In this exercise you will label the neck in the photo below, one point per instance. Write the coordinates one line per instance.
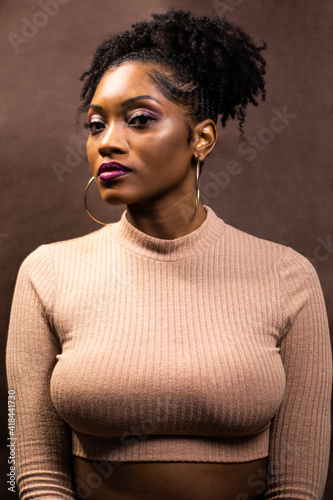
(169, 222)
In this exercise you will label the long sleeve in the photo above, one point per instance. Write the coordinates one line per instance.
(43, 439)
(300, 431)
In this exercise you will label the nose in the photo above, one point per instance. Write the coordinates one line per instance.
(112, 141)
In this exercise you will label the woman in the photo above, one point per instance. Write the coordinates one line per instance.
(169, 355)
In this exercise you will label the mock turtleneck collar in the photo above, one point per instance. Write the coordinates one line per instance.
(198, 241)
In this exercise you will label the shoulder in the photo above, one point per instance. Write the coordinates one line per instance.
(43, 257)
(290, 265)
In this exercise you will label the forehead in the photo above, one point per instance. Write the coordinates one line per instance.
(127, 80)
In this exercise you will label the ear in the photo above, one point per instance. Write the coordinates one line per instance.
(205, 137)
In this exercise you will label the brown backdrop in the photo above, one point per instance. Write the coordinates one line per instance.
(278, 186)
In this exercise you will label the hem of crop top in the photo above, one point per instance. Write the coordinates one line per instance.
(173, 448)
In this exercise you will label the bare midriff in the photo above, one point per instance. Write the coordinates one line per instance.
(96, 480)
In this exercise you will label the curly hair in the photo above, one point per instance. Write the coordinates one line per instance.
(207, 65)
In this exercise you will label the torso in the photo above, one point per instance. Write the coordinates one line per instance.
(169, 480)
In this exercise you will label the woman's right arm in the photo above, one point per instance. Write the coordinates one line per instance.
(43, 439)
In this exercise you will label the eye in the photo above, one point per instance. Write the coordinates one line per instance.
(141, 120)
(94, 126)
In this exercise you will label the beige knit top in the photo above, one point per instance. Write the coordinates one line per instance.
(211, 347)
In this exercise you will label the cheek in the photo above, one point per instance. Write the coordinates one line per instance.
(166, 146)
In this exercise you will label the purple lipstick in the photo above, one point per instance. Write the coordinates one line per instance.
(109, 171)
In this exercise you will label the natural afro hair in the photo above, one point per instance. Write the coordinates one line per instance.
(207, 65)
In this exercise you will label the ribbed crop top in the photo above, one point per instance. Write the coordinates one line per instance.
(212, 347)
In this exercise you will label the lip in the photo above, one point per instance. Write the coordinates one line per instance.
(112, 166)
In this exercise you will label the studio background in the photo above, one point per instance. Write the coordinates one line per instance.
(278, 185)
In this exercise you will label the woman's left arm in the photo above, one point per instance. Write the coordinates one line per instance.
(300, 431)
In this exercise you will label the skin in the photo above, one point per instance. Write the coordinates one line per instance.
(161, 184)
(162, 181)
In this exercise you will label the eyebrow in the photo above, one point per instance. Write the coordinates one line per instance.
(127, 101)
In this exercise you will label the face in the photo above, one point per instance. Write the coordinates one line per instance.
(133, 124)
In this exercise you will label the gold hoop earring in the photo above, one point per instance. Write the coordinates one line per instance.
(85, 203)
(197, 195)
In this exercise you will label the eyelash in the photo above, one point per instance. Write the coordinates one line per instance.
(93, 123)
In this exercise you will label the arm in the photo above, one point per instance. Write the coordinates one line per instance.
(43, 444)
(300, 431)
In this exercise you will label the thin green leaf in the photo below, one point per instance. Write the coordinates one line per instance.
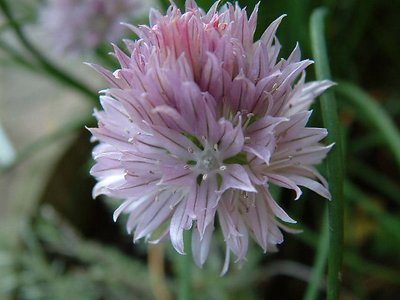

● Work instructions:
Where an entry holds an image, drop the image and copy the remaining text exactly.

● Solution to this task:
In this exercise you will label the neck in the photo below, one point per instance. Write the coordinates one line per instance.
(169, 222)
In this exercise you will label the long sleeve in the photo above, one point per instance. Write the coordinates one line per instance.
(43, 439)
(300, 431)
In this exercise you will label the nose in the photo above, one point per instance. Write the coordinates one line per instance.
(112, 141)
In this exercise you will label the woman in the photo above, one point per instance. Write the coordinates one line per instance.
(169, 355)
In this exercise you will label the mock turtleneck collar in the photo above, one point per instance. Write the coordinates one line per instance.
(198, 241)
In this exercise you will label the shoulder in the photo above, one point per instance. Write the coordinates one line per instance.
(43, 257)
(290, 265)
In this exercise you will label the forehead in the photo above, one point per instance. Write the coordinates one line per instance.
(127, 80)
In this exercise you will label the ear in the photo above, one point per instance. Write the coordinates one line per instance.
(205, 137)
In this exercise you will label the brown backdrop in the photo above, one point per instance. Write the coordinates one line per instance.
(278, 186)
In this exercise you will label the hem of crop top in the photo above, one point per instance. Write the coordinates one line per instance.
(173, 448)
In this exercise you will label the bare midriff in the photo above, one point per instance. Write the coordinates one line per instance.
(96, 480)
In this exercise you will label the curly hair in the photo above, one point per instance. Write the coordinates one line per instance.
(207, 65)
In this exercise you will label the torso in the photo above, one point per instance. Write the coordinates one line per instance.
(169, 480)
In this exercise you will label the woman's right arm in the photo above, one point per instance. Write the coordinates one line per instance.
(43, 439)
In this exercise you will label the eye in the photo above, one point per instance. Write the coordinates one line per instance.
(141, 120)
(94, 126)
In this exercise you will label the beige knit top in the photo above, one point per instance. Write the coordinates one line per instance.
(211, 347)
In this exercise you will label the cheek in the photo above, one point per instance. Write the coordinates one line per instance.
(166, 146)
In this exercise you will label the purple lipstick in the photo above, one point per instance. Write the coordinates one line per instance.
(109, 171)
In this exercise you will label the natural afro hair in the photo above, one point per instance. Write the coordinates one line per instance.
(207, 65)
In this exercise you will label the ribbed crop top in the photo above, one point per instance. Write the coordinates one line per instance.
(212, 347)
In this exercise you will label the lip in the photo above, one point per instance. Write the coordinates one line per instance.
(112, 166)
In this exercise you will label the studio background in the photo above, one point per instance. Write the coordinates one line per instance.
(278, 185)
In this exercise you will label the woman's left arm in the photo above, one point per instance. Write the coordinates one line per instance.
(300, 431)
In this exercise you will label the skin in the photo above, one point per instance. Write the coordinates one line per instance.
(161, 184)
(162, 181)
In this exercise you will label the eyebrow in the photo above, one point per instance. Write the coordinates one line per instance.
(127, 101)
In this exercise you will label the face in the photo above, one point per instance. Write the coordinates one line per instance.
(133, 124)
In this exercise you will label the gold hoop earring in the photo above, one point per instance. Write the coordinates one line per instance.
(85, 203)
(197, 195)
In this exercise you will label the eyelash in the photo above, one point per instance. Write the coordinates one line per instance.
(93, 123)
In this exercise you will label the arm in the photo above, one point per instance. Write the coordinates one line per instance.
(43, 444)
(300, 431)
In this exercise you will label the thin green leaf in the photo below, one point per instance. Write the coordinates one line per instance.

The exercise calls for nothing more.